From the data that follows, copy every line with the string "prompts".

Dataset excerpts
__________________________________________________

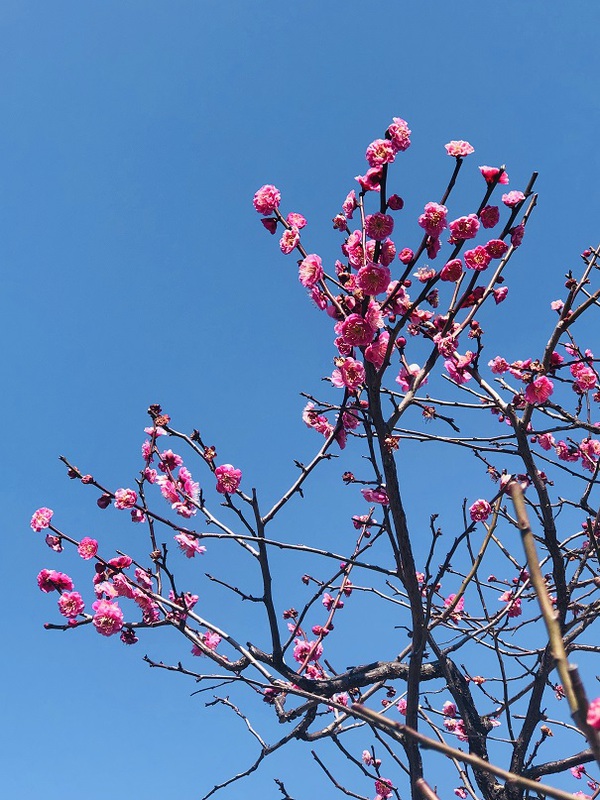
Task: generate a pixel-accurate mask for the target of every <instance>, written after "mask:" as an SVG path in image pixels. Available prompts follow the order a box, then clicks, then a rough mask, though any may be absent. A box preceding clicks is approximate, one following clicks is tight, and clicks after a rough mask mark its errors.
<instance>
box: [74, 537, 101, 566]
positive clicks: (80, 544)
mask: <svg viewBox="0 0 600 800" xmlns="http://www.w3.org/2000/svg"><path fill="white" fill-rule="evenodd" d="M77 552H78V553H79V555H80V556H81V557H82V558H83V559H84V560H85V561H89V559H90V558H94V556H95V555H96V553H97V552H98V542H97V541H96V540H95V539H91V538H90V537H89V536H84V537H83V539H82V540H81V541H80V542H79V544H78V545H77Z"/></svg>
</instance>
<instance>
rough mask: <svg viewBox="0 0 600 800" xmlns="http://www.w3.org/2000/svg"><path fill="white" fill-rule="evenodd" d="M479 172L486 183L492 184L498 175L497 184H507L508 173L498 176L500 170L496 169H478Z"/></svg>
mask: <svg viewBox="0 0 600 800" xmlns="http://www.w3.org/2000/svg"><path fill="white" fill-rule="evenodd" d="M479 171H480V172H481V174H482V175H483V177H484V178H485V182H486V183H494V182H495V181H496V178H498V175H500V177H499V178H498V183H502V184H507V183H508V173H507V172H505V171H503V172H502V174H500V169H499V168H498V167H479Z"/></svg>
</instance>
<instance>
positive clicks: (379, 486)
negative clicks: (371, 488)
mask: <svg viewBox="0 0 600 800" xmlns="http://www.w3.org/2000/svg"><path fill="white" fill-rule="evenodd" d="M361 492H362V496H363V497H364V498H365V500H366V501H367V503H379V505H382V506H387V505H389V504H390V500H389V497H388V496H387V492H386V490H385V489H384V488H383V486H378V487H377V489H361Z"/></svg>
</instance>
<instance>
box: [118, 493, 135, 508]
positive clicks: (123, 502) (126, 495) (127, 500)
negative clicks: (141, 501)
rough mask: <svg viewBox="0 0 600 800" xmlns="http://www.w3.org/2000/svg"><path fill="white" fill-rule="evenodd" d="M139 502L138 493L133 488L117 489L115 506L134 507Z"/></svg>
mask: <svg viewBox="0 0 600 800" xmlns="http://www.w3.org/2000/svg"><path fill="white" fill-rule="evenodd" d="M136 503H137V494H136V493H135V492H134V491H133V489H117V491H116V492H115V508H120V509H124V508H132V507H133V506H134V505H135V504H136Z"/></svg>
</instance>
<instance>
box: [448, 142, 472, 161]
mask: <svg viewBox="0 0 600 800" xmlns="http://www.w3.org/2000/svg"><path fill="white" fill-rule="evenodd" d="M444 147H445V148H446V152H447V153H448V155H449V156H454V157H455V158H466V156H470V155H471V153H474V152H475V148H474V147H473V146H472V145H470V144H469V142H465V141H464V140H463V139H458V140H453V141H451V142H448V144H445V145H444Z"/></svg>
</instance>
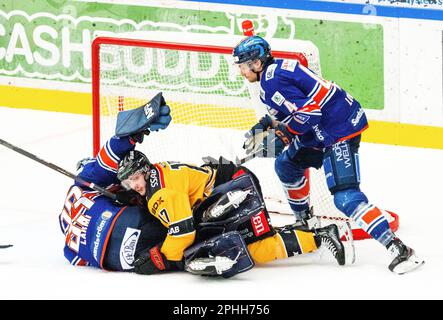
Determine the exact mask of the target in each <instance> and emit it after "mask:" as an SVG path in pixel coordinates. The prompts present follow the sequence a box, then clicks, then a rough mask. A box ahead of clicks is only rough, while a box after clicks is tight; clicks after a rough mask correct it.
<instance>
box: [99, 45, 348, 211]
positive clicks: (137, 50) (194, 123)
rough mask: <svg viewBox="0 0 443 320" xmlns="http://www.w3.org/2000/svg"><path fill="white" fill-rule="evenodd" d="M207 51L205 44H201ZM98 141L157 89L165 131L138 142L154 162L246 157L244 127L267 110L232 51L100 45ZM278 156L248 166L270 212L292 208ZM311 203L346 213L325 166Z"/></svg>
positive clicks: (313, 172)
mask: <svg viewBox="0 0 443 320" xmlns="http://www.w3.org/2000/svg"><path fill="white" fill-rule="evenodd" d="M202 50H203V49H202ZM99 52H100V54H99V59H100V70H99V74H100V84H99V85H100V132H99V136H100V140H101V142H103V141H105V140H106V139H108V138H109V137H110V136H112V135H113V134H114V132H115V121H116V116H117V113H118V112H119V111H120V110H128V109H131V108H136V107H139V106H141V105H142V104H145V103H146V102H147V101H149V100H150V99H151V98H152V97H153V96H154V95H155V94H157V93H158V92H159V91H161V92H163V96H164V98H165V100H166V101H167V103H168V105H169V106H170V107H171V113H172V119H173V120H172V122H171V125H170V126H169V127H168V129H167V130H163V131H160V132H154V133H151V135H150V136H149V137H146V138H145V141H144V142H143V144H142V145H139V146H138V147H137V148H138V149H139V150H141V151H143V152H144V153H146V155H147V156H148V158H149V159H150V161H151V162H158V161H164V160H173V161H180V162H190V163H193V164H197V165H199V164H202V157H205V156H212V157H214V158H217V159H218V157H219V156H220V155H223V156H224V157H225V158H227V159H230V160H234V159H235V157H236V156H238V157H239V158H242V157H244V156H245V154H244V150H243V149H242V145H243V142H244V133H245V132H246V131H247V130H248V129H249V128H250V127H251V126H253V125H254V124H255V123H256V122H257V120H258V119H259V118H260V117H261V116H263V115H264V114H265V113H266V109H265V107H264V106H263V105H262V104H261V102H260V101H259V99H258V89H257V87H256V85H251V84H249V83H248V82H247V81H245V80H244V79H243V78H242V77H241V75H240V73H239V70H238V67H237V66H236V65H235V64H234V63H233V60H232V58H231V55H230V54H229V53H228V52H230V50H227V53H226V54H218V53H209V52H204V51H201V52H197V51H187V50H186V49H185V48H183V49H155V48H152V47H145V45H144V44H140V45H138V44H133V45H131V46H128V45H108V44H106V45H105V44H102V45H101V47H100V51H99ZM303 53H304V54H305V56H306V57H307V58H308V61H309V66H310V67H311V68H312V69H313V70H314V71H316V72H317V73H320V64H319V59H318V55H316V51H314V50H313V51H309V50H306V48H305V50H304V51H303ZM273 164H274V159H270V158H267V159H264V158H256V159H253V160H250V161H249V162H247V163H246V164H245V165H246V166H247V167H249V168H250V169H251V170H253V171H254V173H256V174H257V176H258V177H259V179H260V181H261V185H262V189H263V192H264V195H265V201H266V203H267V205H268V208H269V209H270V210H271V211H279V212H281V213H288V214H290V212H291V211H290V208H289V206H288V204H287V201H286V197H285V195H284V192H283V190H282V187H281V186H280V183H279V181H278V179H277V177H276V175H275V173H274V166H273ZM310 175H311V205H313V206H314V211H315V214H317V215H327V216H331V215H340V213H339V212H338V211H337V210H336V209H335V206H334V204H333V202H332V197H331V196H330V194H329V191H328V189H327V187H326V184H325V179H324V174H323V172H322V170H312V171H311V174H310Z"/></svg>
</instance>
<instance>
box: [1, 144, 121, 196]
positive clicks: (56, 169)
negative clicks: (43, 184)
mask: <svg viewBox="0 0 443 320" xmlns="http://www.w3.org/2000/svg"><path fill="white" fill-rule="evenodd" d="M0 144H1V145H3V146H5V147H7V148H9V149H11V150H13V151H15V152H18V153H20V154H21V155H24V156H26V157H28V158H30V159H32V160H34V161H37V162H39V163H41V164H43V165H44V166H46V167H49V168H51V169H53V170H55V171H57V172H59V173H61V174H64V175H65V176H67V177H69V178H71V179H74V180H75V181H76V182H78V183H80V184H82V185H83V186H85V187H88V188H91V189H93V190H95V191H98V192H100V193H101V194H103V195H105V196H106V197H109V198H111V199H112V200H116V199H117V196H116V195H115V194H114V193H112V192H109V191H108V190H106V189H104V188H102V187H100V186H97V185H96V184H94V183H92V182H88V181H85V180H83V179H82V178H80V177H78V176H76V175H75V174H73V173H71V172H69V171H67V170H65V169H63V168H60V167H59V166H57V165H55V164H53V163H50V162H47V161H45V160H43V159H40V158H39V157H37V156H36V155H34V154H32V153H30V152H28V151H26V150H23V149H22V148H19V147H17V146H14V145H12V144H10V143H9V142H6V141H5V140H3V139H0Z"/></svg>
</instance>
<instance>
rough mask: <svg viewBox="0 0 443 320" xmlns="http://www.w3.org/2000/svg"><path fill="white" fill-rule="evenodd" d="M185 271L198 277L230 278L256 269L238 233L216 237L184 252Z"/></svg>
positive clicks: (197, 245) (191, 246)
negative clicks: (210, 276)
mask: <svg viewBox="0 0 443 320" xmlns="http://www.w3.org/2000/svg"><path fill="white" fill-rule="evenodd" d="M184 260H185V270H186V271H188V272H190V273H193V274H198V275H206V276H222V277H224V278H230V277H232V276H234V275H236V274H238V273H241V272H245V271H248V270H250V269H252V268H253V267H254V261H253V260H252V258H251V256H250V254H249V251H248V249H247V248H246V243H245V242H244V240H243V237H242V236H241V235H240V233H239V232H237V231H230V232H227V233H223V234H220V235H215V236H213V237H211V238H209V239H207V240H205V241H202V242H199V243H196V244H194V245H192V246H191V247H190V248H188V249H186V251H185V252H184Z"/></svg>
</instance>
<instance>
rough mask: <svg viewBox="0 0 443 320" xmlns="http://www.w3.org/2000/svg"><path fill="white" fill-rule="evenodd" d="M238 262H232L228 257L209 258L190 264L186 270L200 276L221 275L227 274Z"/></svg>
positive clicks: (193, 260) (187, 264) (194, 260)
mask: <svg viewBox="0 0 443 320" xmlns="http://www.w3.org/2000/svg"><path fill="white" fill-rule="evenodd" d="M236 263H237V261H236V260H231V259H229V258H228V257H219V256H218V257H208V258H197V259H195V260H193V261H191V262H189V263H188V264H187V265H186V267H185V270H186V271H188V272H190V273H193V274H199V275H207V276H210V275H214V274H218V275H221V274H222V273H223V272H226V271H228V270H230V269H231V268H232V266H233V265H234V264H236Z"/></svg>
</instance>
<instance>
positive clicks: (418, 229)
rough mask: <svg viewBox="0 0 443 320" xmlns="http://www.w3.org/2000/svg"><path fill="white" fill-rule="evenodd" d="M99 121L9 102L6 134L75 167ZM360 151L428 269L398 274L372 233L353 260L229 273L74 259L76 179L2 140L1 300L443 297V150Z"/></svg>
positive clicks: (295, 259) (406, 235)
mask: <svg viewBox="0 0 443 320" xmlns="http://www.w3.org/2000/svg"><path fill="white" fill-rule="evenodd" d="M91 128H92V121H91V118H90V117H87V116H78V115H72V114H63V113H53V112H44V111H33V110H26V109H10V108H3V107H0V138H2V139H4V140H6V141H8V142H10V143H12V144H16V145H17V146H20V147H22V148H24V149H25V150H28V151H30V152H32V153H35V154H36V155H38V156H39V157H41V158H43V159H45V160H47V161H49V162H53V163H54V164H57V165H59V166H61V167H62V168H65V169H67V170H68V171H71V172H74V171H75V164H76V162H77V161H78V160H79V159H82V158H84V157H86V156H90V155H91V153H92V141H91V136H92V133H91ZM149 138H151V136H150V137H149ZM360 159H361V173H362V180H363V182H362V189H363V190H364V191H365V193H366V194H367V196H368V198H369V199H370V201H371V202H372V203H374V204H376V205H378V206H380V207H382V208H383V209H387V210H391V211H394V212H396V213H398V214H399V215H400V229H399V231H398V232H397V235H398V236H400V238H401V239H402V240H403V241H404V242H405V243H406V244H407V245H409V246H411V247H413V248H414V249H415V250H416V252H417V255H419V256H420V257H422V258H424V259H425V261H426V264H425V265H424V266H423V267H421V268H420V269H418V270H416V271H414V272H412V273H409V274H406V275H402V276H398V275H394V274H393V273H391V272H390V271H388V269H387V266H388V264H389V263H390V258H389V256H388V254H387V251H386V250H385V249H384V248H383V247H381V246H380V245H379V244H378V243H376V242H375V241H374V240H364V241H356V242H355V246H356V256H357V259H356V262H355V264H354V265H352V266H346V267H339V266H338V265H337V264H336V263H335V261H333V260H331V259H332V258H331V257H329V256H327V255H326V254H323V255H320V254H318V253H313V254H309V255H306V256H303V257H293V258H289V259H286V260H281V261H276V262H273V263H270V264H267V265H262V266H257V267H255V268H254V269H253V270H251V271H249V272H246V273H243V274H240V275H238V276H236V277H234V278H231V279H228V280H223V279H209V278H203V277H197V276H194V275H191V274H187V273H175V274H163V275H154V276H139V275H135V274H128V273H117V272H107V271H103V270H99V269H94V268H91V267H73V266H71V265H69V263H68V262H67V260H65V258H64V256H63V252H62V248H63V243H64V236H63V234H62V232H61V230H60V228H59V224H58V214H59V212H60V210H61V208H62V204H63V201H64V198H65V195H66V192H67V189H68V187H69V186H70V184H71V181H70V179H69V178H67V177H65V176H63V175H61V174H60V173H57V172H55V171H53V170H51V169H49V168H47V167H45V166H43V165H41V164H39V163H37V162H34V161H32V160H30V159H28V158H26V157H24V156H22V155H20V154H18V153H16V152H14V151H11V150H9V149H7V148H5V147H3V146H1V145H0V168H1V183H0V244H9V243H11V244H13V245H14V246H13V247H12V248H9V249H3V250H1V249H0V299H149V300H158V299H172V300H182V299H187V300H189V299H191V300H192V299H204V300H222V299H231V300H240V299H248V300H249V299H250V300H255V299H257V300H276V299H279V300H280V299H281V300H298V299H317V300H318V299H443V289H442V288H443V250H442V248H443V236H442V231H441V230H442V228H443V214H442V213H443V212H442V209H441V207H442V200H443V199H442V192H441V190H442V187H441V183H442V181H443V171H442V170H441V165H442V163H443V150H431V149H419V148H409V147H395V146H387V145H381V144H369V143H363V144H362V146H361V151H360ZM280 218H281V217H276V219H277V220H275V222H274V224H275V225H278V224H279V220H278V219H280Z"/></svg>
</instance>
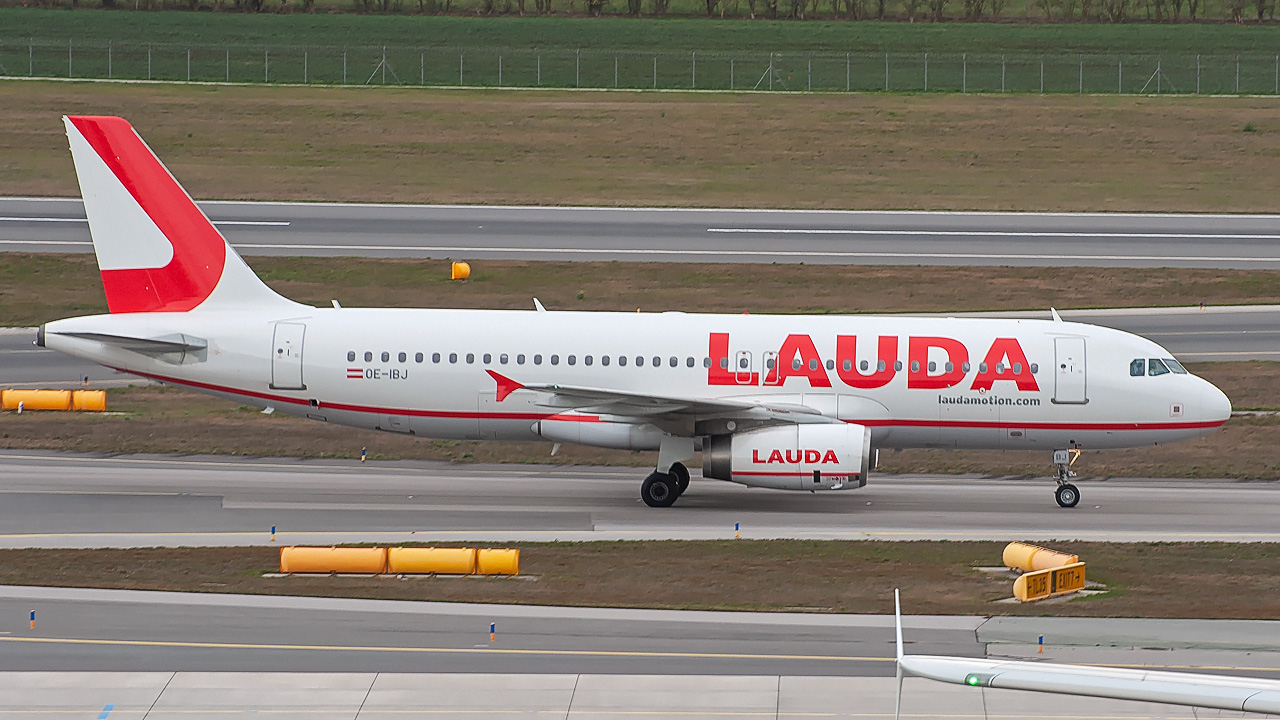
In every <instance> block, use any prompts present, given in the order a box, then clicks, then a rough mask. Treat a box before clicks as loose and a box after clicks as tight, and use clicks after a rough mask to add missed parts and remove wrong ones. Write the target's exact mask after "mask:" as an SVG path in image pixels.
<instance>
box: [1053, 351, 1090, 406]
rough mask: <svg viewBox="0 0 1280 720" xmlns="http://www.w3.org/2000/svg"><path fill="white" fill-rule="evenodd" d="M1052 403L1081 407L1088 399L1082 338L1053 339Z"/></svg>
mask: <svg viewBox="0 0 1280 720" xmlns="http://www.w3.org/2000/svg"><path fill="white" fill-rule="evenodd" d="M1053 355H1055V359H1056V363H1055V364H1053V369H1055V372H1053V402H1057V404H1060V405H1061V404H1075V405H1083V404H1085V402H1088V401H1089V398H1088V395H1087V392H1088V387H1087V386H1088V378H1087V377H1085V370H1084V368H1085V363H1084V338H1083V337H1059V338H1053Z"/></svg>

__________________________________________________

§ Result for this task
Task: generate a pixel-accurate mask for the target of every <instance>, written after "mask:" as an SVG path in image pixels. Available prompts follow the order a box, then clicks, then a rough mask, though any may be absent. A box preceding clicks is approximate, one following clicks is tight, and clicks after a rough mask mark its errors.
Determine the exact mask of the target in each <instance> and emit it after "mask:" as an SVG path in pixel coordinates. The prompts present follow the sequence a box, then clicks, then a rough mask. A box ahead of clicks is only rough, while a box after clicks is tight; clicks after a rough mask correct it.
In every <instance> block, use any prompts present, given in the order a box, then clicks, then a rough mask. Treat a box before clicks as loose and a box after clicks as tight, and use clicks after a rough mask to add missed parts and remove wrong ones. Write the target's exact mask after "mask:" as an SVG path in image pixels.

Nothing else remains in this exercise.